### [Stored records]
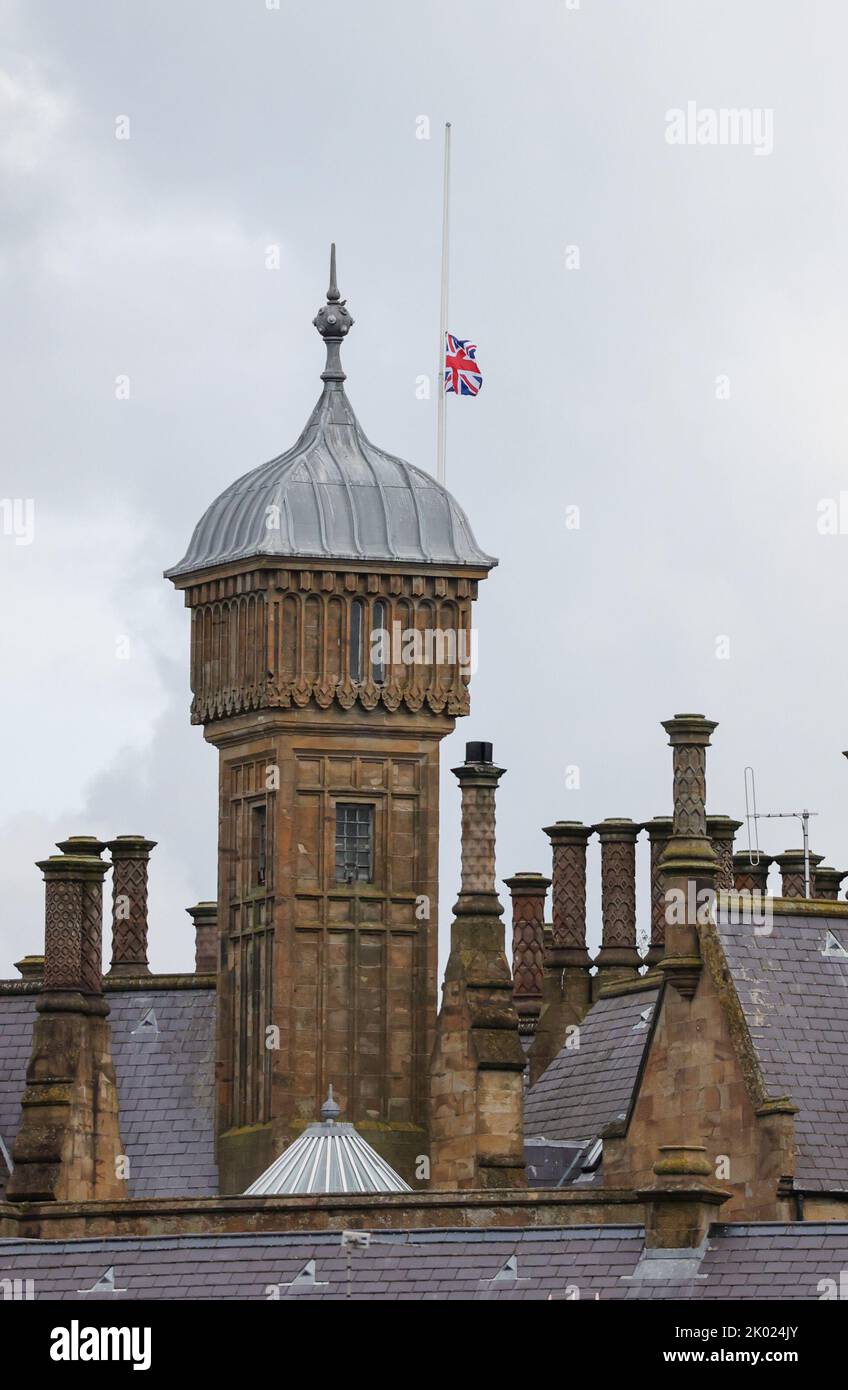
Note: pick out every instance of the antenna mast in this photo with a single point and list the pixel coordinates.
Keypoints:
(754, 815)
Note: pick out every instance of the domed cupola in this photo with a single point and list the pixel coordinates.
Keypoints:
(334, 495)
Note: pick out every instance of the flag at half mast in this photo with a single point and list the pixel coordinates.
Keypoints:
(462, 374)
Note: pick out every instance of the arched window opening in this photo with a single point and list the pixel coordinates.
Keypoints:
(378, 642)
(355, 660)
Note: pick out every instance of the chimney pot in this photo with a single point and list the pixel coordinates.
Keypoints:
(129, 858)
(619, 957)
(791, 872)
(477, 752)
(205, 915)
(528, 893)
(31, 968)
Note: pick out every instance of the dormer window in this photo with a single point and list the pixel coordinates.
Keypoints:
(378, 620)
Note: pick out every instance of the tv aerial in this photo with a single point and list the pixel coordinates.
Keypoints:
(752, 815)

### [Exercise directions]
Can you duplicate the records above word for word, starting at the line that contains "Note: pick out every instance of the flag" and ending at the final line of the records, with both of those lines included?

### [Exercise output]
Note: pick out every instance of the flag at half mast in this photo with a single point and list the pixel coordinates.
Keypoints:
(462, 374)
Note: pick out every instance of the arched window opening in this photo with a single point and list the pixel coordinates.
Keypoints:
(378, 642)
(355, 660)
Note: pick out every instance of the chimney pot in this photo with a single point and list the pixel coordinates.
Keypoints:
(129, 858)
(619, 957)
(791, 872)
(477, 752)
(205, 915)
(528, 893)
(31, 968)
Note: pick out every instance of the dormer window in this photo with a single point and list the pixel coordinates.
Keypoints:
(378, 620)
Note: pick out every instance of the tv aerial in this photo with a single point and list the pixel coordinates.
Keypoints:
(752, 815)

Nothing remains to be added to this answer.